- [PROMPT]:
Retype the following lines word for word, leaving out the pictures.

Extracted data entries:
start
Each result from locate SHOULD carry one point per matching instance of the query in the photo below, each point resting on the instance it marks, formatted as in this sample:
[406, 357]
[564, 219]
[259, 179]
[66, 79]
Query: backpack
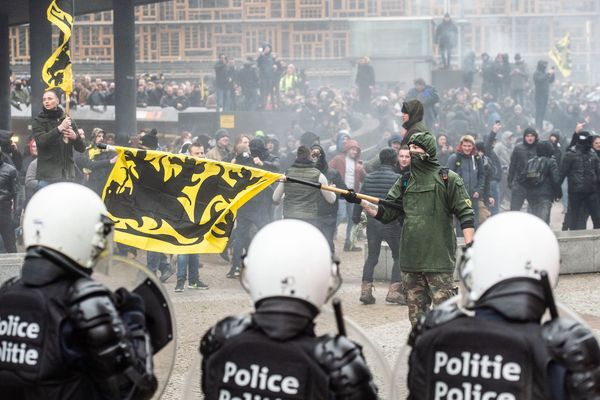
end
- [EXERCISE RESULT]:
Each result from locate SHOULD carry one point per matching instance of the query in the photo below, each point resting on the instance it marks, formatted as in this sample:
[406, 357]
[564, 219]
[259, 179]
[66, 79]
Query: backpack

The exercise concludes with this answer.